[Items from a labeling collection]
+ + + + + + +

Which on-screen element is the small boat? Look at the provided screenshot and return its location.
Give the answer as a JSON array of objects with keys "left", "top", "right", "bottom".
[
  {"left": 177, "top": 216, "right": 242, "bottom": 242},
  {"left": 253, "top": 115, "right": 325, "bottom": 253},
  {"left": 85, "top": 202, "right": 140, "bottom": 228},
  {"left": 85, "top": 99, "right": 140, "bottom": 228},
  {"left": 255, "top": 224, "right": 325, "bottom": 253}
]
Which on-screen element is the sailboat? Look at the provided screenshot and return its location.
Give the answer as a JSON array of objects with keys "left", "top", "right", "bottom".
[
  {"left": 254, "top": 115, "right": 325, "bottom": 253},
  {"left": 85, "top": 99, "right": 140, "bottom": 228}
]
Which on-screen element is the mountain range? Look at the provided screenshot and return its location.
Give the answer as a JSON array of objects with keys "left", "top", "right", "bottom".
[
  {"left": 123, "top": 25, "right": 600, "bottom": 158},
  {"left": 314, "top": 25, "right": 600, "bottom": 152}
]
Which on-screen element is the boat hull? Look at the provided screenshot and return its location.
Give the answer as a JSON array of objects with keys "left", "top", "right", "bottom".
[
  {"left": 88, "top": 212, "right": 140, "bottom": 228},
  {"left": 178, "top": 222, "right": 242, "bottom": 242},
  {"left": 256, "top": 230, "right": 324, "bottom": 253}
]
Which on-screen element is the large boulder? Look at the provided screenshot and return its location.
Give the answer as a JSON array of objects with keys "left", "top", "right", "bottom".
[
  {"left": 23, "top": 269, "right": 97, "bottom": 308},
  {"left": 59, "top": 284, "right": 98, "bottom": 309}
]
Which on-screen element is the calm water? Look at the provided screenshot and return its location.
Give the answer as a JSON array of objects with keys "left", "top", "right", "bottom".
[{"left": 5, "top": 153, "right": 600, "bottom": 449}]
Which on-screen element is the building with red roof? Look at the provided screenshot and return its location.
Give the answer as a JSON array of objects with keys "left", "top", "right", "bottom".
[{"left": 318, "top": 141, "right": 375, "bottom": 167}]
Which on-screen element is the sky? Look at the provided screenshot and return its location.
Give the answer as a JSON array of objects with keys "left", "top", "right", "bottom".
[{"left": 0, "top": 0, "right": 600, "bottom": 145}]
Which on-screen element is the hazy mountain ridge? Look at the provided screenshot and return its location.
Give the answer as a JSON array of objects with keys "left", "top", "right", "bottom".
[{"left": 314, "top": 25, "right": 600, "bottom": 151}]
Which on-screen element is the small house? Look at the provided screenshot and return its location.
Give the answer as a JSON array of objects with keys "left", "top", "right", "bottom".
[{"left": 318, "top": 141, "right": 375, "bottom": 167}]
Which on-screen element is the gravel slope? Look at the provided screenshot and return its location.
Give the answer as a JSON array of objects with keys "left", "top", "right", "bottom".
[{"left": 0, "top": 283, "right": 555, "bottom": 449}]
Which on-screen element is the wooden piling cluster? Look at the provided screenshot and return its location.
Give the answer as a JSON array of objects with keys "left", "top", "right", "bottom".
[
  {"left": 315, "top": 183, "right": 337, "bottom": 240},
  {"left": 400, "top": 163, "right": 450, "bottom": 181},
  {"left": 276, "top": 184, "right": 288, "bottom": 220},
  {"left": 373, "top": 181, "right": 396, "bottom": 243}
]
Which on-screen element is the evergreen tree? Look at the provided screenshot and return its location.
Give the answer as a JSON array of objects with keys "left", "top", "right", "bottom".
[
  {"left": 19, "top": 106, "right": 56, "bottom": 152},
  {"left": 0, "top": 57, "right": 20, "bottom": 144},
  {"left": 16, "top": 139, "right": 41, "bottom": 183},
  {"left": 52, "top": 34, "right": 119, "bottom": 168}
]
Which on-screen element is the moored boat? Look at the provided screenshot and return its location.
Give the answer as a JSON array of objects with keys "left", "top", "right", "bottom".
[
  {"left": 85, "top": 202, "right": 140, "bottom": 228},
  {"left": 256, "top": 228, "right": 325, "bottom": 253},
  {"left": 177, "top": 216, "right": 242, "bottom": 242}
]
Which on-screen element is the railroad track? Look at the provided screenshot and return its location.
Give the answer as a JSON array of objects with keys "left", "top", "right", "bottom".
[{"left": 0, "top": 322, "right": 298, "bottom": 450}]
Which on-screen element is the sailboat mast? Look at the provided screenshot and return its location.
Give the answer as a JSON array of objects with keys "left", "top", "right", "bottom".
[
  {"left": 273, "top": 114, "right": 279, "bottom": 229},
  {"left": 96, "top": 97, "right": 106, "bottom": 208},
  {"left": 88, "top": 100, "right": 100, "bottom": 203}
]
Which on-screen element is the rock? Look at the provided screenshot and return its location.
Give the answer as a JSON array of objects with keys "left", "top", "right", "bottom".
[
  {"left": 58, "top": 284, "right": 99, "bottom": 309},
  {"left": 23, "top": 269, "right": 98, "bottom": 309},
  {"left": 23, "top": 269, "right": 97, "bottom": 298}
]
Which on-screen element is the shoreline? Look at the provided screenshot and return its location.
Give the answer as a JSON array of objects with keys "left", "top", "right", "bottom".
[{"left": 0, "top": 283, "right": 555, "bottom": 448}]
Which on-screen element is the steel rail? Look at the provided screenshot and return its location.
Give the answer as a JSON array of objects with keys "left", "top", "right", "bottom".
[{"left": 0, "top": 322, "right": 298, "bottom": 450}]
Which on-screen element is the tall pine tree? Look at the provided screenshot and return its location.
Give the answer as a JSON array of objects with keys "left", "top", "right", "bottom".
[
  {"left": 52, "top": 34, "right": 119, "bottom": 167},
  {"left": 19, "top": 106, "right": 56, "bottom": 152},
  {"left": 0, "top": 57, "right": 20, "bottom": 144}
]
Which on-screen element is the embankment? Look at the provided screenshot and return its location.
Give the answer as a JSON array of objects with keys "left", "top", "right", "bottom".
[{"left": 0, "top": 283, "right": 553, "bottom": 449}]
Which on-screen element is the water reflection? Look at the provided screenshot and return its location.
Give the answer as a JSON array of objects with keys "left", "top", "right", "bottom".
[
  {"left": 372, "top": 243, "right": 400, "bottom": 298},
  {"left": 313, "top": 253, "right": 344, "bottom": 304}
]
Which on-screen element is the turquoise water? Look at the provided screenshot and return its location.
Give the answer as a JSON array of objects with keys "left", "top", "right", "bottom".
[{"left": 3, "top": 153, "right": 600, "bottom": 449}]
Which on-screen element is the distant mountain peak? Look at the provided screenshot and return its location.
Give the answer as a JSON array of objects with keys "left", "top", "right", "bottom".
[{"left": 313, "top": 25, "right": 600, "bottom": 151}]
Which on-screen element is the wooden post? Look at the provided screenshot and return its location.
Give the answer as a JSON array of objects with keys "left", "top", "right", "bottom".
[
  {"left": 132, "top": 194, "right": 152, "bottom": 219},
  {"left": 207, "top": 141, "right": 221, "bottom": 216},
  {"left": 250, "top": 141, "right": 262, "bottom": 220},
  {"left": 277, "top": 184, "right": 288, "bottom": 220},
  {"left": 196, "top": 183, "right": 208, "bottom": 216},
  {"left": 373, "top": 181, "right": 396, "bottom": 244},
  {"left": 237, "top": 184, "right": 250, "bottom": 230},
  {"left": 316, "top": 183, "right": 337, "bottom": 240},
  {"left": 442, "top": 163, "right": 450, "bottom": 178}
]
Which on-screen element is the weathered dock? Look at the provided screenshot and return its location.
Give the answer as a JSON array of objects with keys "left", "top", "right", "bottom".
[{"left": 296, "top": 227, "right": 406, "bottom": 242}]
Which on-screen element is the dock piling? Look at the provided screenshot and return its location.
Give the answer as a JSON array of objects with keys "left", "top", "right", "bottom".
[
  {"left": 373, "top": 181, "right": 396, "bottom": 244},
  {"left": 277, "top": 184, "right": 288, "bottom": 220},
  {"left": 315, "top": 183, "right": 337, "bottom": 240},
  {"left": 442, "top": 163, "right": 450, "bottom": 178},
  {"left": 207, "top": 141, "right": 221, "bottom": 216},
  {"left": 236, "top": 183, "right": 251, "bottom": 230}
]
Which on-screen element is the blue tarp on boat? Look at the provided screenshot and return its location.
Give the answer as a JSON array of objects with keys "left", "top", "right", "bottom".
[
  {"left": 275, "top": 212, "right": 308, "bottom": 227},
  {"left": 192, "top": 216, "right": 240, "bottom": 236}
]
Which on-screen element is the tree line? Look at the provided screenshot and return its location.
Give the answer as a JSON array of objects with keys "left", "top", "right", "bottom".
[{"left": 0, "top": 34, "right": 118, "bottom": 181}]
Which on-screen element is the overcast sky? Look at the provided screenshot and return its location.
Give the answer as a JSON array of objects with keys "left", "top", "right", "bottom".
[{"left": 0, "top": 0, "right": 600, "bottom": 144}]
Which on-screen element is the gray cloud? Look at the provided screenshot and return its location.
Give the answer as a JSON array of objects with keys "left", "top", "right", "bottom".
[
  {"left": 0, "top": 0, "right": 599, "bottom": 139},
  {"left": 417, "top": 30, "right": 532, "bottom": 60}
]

+ + + + + + +

Lay out the lines of the listing from the one containing "Which on-screen element is the dock" through its final line, inclusive, as a JSON list of strings, one string per line, with blank lines left out.

Written answer =
[
  "Which on-screen element is the dock piling? Look at the provided screenshot and return its location.",
  "Give the answer as a JSON array of objects with keys \"left\", \"top\", \"right\", \"bottom\".",
  "[",
  "  {\"left\": 373, \"top\": 181, \"right\": 396, \"bottom\": 244},",
  "  {\"left\": 277, \"top\": 184, \"right\": 288, \"bottom\": 220},",
  "  {\"left\": 315, \"top\": 183, \"right\": 337, \"bottom\": 240},",
  "  {\"left\": 442, \"top\": 163, \"right\": 450, \"bottom\": 178},",
  "  {\"left\": 207, \"top\": 141, \"right\": 221, \"bottom\": 216},",
  "  {\"left\": 236, \"top\": 183, \"right\": 251, \"bottom\": 230}",
  "]",
  "Which on-screen element is the blue tarp on boat? Look at the provided screenshot and return its location.",
  "Give the answer as a JSON array of objects with keys \"left\", \"top\", \"right\", \"bottom\".",
  "[",
  "  {\"left\": 275, \"top\": 212, \"right\": 308, \"bottom\": 227},",
  "  {\"left\": 192, \"top\": 216, \"right\": 240, \"bottom\": 236}",
  "]",
  "Which on-screen element is the tree line? Look at the provided screenshot and return its location.",
  "Give the answer as a JSON array of objects with keys \"left\", \"top\", \"right\", \"bottom\".",
  "[{\"left\": 0, \"top\": 34, \"right\": 118, \"bottom\": 181}]",
  "Which on-screen element is the overcast sky? Look at the provided screenshot and return its location.",
  "Give the answer as a JSON array of objects with keys \"left\", \"top\", \"right\", \"bottom\".",
  "[{\"left\": 0, \"top\": 0, \"right\": 600, \"bottom\": 144}]",
  "Which on-screen element is the gray cloud? Look at the provided screenshot and return its location.",
  "Give the answer as a JSON array of objects with keys \"left\", \"top\", \"right\", \"bottom\".",
  "[",
  "  {\"left\": 0, \"top\": 0, \"right\": 599, \"bottom\": 139},",
  "  {\"left\": 417, \"top\": 30, \"right\": 532, \"bottom\": 60}",
  "]"
]